### ACTIVITY
A bare number is the expected answer: the count of lines in the records that contain the word "tree".

Point-per-instance localization data

---+---

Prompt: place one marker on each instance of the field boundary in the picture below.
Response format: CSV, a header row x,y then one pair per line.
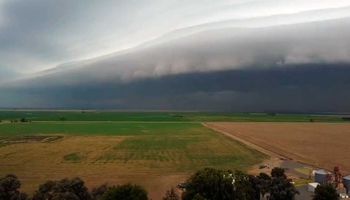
x,y
249,144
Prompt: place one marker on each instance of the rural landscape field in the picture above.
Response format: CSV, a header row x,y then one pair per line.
x,y
322,145
174,100
156,150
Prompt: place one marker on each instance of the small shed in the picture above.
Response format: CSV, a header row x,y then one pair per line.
x,y
312,186
321,176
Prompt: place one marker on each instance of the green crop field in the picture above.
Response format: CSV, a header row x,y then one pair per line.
x,y
143,152
164,116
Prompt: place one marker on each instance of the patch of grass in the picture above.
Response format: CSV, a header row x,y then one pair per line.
x,y
164,116
98,128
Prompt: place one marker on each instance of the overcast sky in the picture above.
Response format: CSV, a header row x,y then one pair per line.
x,y
70,43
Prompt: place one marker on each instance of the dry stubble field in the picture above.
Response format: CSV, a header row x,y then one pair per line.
x,y
319,144
156,155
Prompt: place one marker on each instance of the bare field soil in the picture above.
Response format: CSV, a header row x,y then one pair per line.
x,y
85,157
319,144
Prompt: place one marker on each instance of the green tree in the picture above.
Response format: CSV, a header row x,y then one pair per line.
x,y
264,183
67,189
125,192
171,195
9,188
245,187
282,189
210,184
326,192
278,172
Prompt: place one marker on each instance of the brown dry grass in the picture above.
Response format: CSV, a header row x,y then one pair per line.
x,y
319,144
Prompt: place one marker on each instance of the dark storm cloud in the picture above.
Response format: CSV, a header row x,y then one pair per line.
x,y
279,61
302,88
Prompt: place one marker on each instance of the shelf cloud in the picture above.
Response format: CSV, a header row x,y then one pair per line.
x,y
244,55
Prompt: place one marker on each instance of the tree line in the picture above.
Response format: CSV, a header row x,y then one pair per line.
x,y
206,184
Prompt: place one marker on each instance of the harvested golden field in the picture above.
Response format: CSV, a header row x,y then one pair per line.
x,y
319,144
157,156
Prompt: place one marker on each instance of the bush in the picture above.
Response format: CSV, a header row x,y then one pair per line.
x,y
171,195
125,192
68,189
9,188
210,184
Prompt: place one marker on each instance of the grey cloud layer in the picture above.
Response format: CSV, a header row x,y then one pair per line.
x,y
218,49
286,62
40,34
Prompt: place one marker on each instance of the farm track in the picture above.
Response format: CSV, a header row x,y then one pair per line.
x,y
322,145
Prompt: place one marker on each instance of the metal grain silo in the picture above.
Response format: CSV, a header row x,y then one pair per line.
x,y
346,182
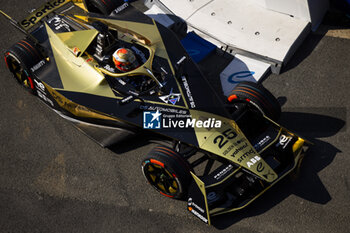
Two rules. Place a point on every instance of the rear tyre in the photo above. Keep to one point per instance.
(104, 7)
(167, 171)
(258, 96)
(19, 59)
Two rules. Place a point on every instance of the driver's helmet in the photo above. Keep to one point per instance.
(125, 60)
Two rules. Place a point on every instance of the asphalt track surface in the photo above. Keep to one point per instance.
(55, 179)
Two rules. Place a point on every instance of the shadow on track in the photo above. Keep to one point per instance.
(308, 185)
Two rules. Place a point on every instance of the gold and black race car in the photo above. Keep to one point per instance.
(219, 154)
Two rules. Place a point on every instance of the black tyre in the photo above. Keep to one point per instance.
(19, 59)
(258, 96)
(104, 7)
(167, 172)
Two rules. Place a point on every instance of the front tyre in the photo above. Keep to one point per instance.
(19, 59)
(258, 96)
(167, 171)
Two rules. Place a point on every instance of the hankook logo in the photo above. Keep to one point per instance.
(42, 12)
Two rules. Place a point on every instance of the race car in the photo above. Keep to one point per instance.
(116, 73)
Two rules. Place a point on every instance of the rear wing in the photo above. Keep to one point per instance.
(36, 16)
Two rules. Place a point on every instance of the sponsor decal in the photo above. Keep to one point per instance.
(223, 172)
(191, 123)
(155, 120)
(58, 23)
(262, 142)
(152, 120)
(201, 217)
(161, 109)
(188, 92)
(284, 141)
(195, 212)
(172, 98)
(43, 96)
(181, 60)
(239, 75)
(260, 167)
(253, 161)
(109, 68)
(140, 53)
(42, 12)
(38, 66)
(121, 8)
(191, 203)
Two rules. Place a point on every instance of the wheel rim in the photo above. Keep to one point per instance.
(161, 179)
(18, 72)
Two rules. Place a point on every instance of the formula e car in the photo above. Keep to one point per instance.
(219, 154)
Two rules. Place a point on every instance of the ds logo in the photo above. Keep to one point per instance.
(152, 120)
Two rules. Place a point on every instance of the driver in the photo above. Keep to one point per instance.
(125, 60)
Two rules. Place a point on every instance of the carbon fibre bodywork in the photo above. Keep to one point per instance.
(80, 85)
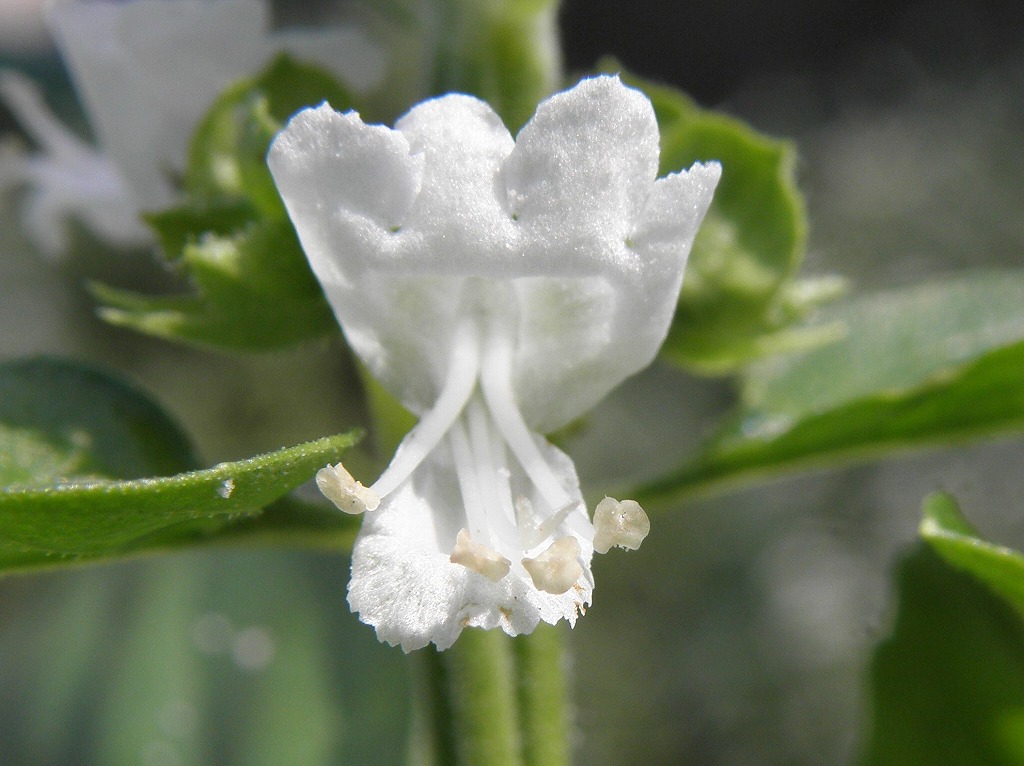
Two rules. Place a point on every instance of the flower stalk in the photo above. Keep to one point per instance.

---+---

### PROBLEM SOLUTION
2